Start of Selected passage

Do you want to attempt a conscious dialog?
There was an 8 part PBS series several decades back. A liberal and conservative were invited on a specific issue. My favorite episode is when a Leftist pro Castro intellectual was invited and a Rightist anti-Castro intellectual was invited.
The format was:
First guy states his position, 2<sup>nd</sup> guy restates it to first guy’s satisfaction.
The anti-Castro guy went first. The pro-Castro guy LITERALLY could not get ANY words out of his mouth that were negative about Castro.
It was a model of how NOT to have a dialog.
So here’s an idea. I got the impression from your first comment – in which you took everyone else to task for being biased, lost in the LH, having no empathy for the ‘other side’ – maybe you could try a more dialogic approach:
“Hi folks, I’m Daniel, I’m working on a book on how we can communicate our different views in a respectful way. I’m going to start by modeling this.
I think ‘x” about this particular issue. I’m now to going to try to describe the opposite position, and make an attempt to say how I see the validity of it from others’ perspectives”
or something like that.
I don’t know if you saw my comment about climate change, but that could be a great place to start.
What do you think?
(by the way, even if your comment was not to me, would you possibly be willing to acknowledge it may not have been as ideally dialogic as you might have wished? And if you want to start with climate change, I’d love to start there. As far as I can see there is now almost universal agreement on the science, but intense disagreement about the means. I’d love to explore what it would be like to have a calm, empathic, gentle dialog about the means.
Congrats, by the way – this is an urgently needed practice. Let’s see if we can model it together!

End of Selected passage

■ What is expected
Using the comment on conscious dialog, answer these:
1. How many parts did the PBS series have?
2. In the show's format, what did the second guest have to do after the first guest stated his position?
3. On climate change, what does the writer see almost universal agreement on?
The entries come from a separate, unrelated source.

Start of Data shown

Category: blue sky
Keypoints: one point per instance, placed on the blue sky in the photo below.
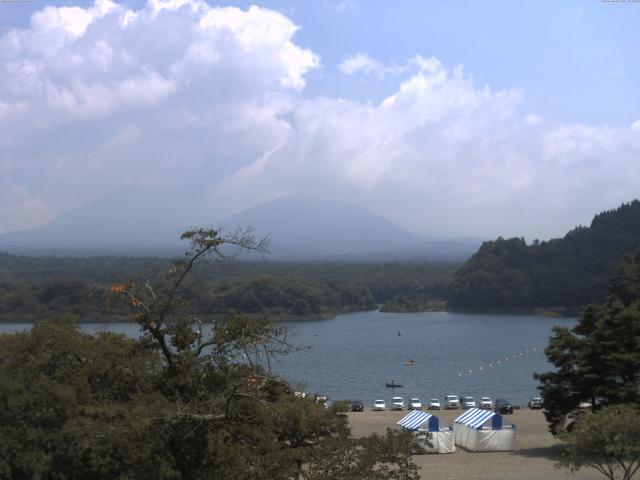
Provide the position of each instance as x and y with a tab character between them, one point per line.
575	61
491	109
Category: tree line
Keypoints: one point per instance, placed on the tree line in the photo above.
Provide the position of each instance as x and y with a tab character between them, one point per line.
32	288
563	273
184	401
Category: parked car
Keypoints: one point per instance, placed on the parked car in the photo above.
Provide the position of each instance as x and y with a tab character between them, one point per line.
451	401
535	403
486	403
503	406
379	405
397	403
468	402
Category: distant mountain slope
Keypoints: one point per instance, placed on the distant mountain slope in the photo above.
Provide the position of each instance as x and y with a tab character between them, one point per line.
307	227
130	221
149	222
312	226
567	272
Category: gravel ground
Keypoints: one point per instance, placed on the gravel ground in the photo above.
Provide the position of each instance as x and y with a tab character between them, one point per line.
534	458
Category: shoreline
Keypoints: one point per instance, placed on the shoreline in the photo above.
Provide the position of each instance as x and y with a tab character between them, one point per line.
534	457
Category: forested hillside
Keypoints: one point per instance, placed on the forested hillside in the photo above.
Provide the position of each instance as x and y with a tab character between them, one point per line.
562	273
32	288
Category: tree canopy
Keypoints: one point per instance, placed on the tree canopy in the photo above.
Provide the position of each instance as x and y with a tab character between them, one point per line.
598	360
607	441
185	401
563	273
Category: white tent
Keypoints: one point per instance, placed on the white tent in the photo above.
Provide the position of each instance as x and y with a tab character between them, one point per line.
441	438
482	431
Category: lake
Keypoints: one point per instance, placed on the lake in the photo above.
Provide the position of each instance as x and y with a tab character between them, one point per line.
353	356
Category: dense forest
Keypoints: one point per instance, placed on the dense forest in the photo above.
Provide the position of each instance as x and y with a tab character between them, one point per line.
560	274
32	288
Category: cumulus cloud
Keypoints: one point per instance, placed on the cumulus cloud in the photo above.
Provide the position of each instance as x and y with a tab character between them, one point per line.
444	156
95	98
365	64
179	93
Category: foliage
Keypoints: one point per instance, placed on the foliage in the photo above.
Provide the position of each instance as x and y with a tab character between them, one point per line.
608	441
597	361
413	303
185	401
377	457
566	273
79	405
37	287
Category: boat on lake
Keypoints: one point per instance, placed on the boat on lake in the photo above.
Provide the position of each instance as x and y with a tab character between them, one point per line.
393	385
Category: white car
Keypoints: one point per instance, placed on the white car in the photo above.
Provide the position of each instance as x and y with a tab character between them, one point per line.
397	403
468	402
379	406
451	401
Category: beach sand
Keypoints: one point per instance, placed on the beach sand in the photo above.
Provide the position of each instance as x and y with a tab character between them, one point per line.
534	458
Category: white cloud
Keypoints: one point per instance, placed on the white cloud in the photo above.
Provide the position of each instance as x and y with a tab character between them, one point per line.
181	93
203	89
360	62
444	156
365	64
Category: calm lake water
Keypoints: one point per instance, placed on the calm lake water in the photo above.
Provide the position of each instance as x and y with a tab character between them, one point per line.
353	356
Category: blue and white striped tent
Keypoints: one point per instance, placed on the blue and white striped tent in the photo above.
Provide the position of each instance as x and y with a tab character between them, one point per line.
415	419
440	440
476	418
482	431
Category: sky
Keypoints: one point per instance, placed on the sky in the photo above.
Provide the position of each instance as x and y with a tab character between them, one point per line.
458	118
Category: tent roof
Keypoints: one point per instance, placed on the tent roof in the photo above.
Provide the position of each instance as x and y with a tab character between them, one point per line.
414	419
475	417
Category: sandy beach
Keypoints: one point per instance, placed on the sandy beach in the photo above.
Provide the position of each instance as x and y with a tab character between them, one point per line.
534	458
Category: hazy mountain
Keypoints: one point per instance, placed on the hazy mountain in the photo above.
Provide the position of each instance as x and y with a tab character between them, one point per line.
150	221
303	227
127	221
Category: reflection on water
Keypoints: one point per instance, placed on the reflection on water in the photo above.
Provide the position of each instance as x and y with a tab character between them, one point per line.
355	355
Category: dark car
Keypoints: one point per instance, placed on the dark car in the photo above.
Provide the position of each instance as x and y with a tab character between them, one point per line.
535	403
503	406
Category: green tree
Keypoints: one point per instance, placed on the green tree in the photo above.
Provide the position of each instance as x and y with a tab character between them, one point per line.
185	401
608	441
598	360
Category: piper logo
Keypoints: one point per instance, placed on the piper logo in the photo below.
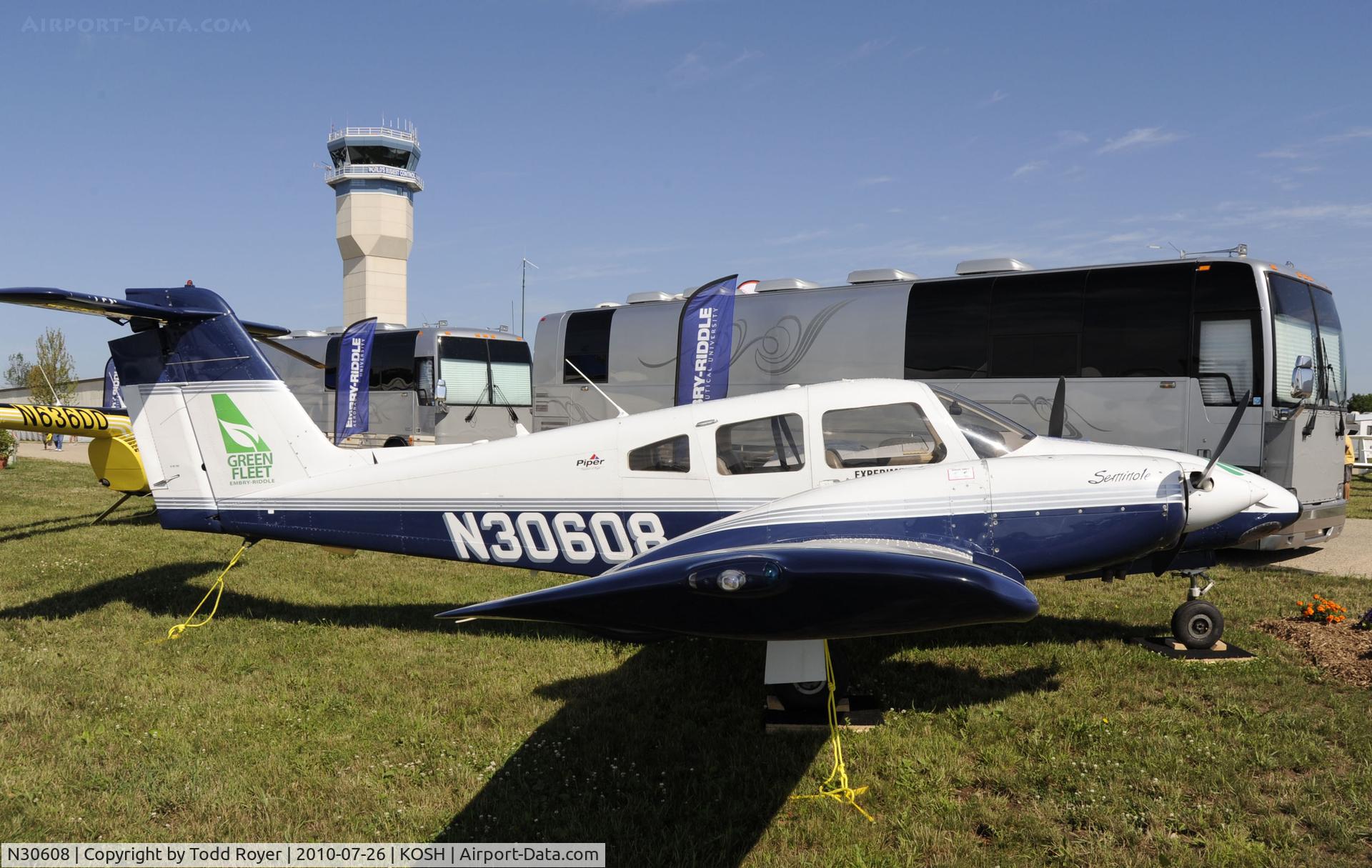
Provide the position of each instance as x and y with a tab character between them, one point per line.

End of Data shown

■ Result of the exercise
1. Eight
2. Restate the first guest's position to that guest's satisfaction
3. The science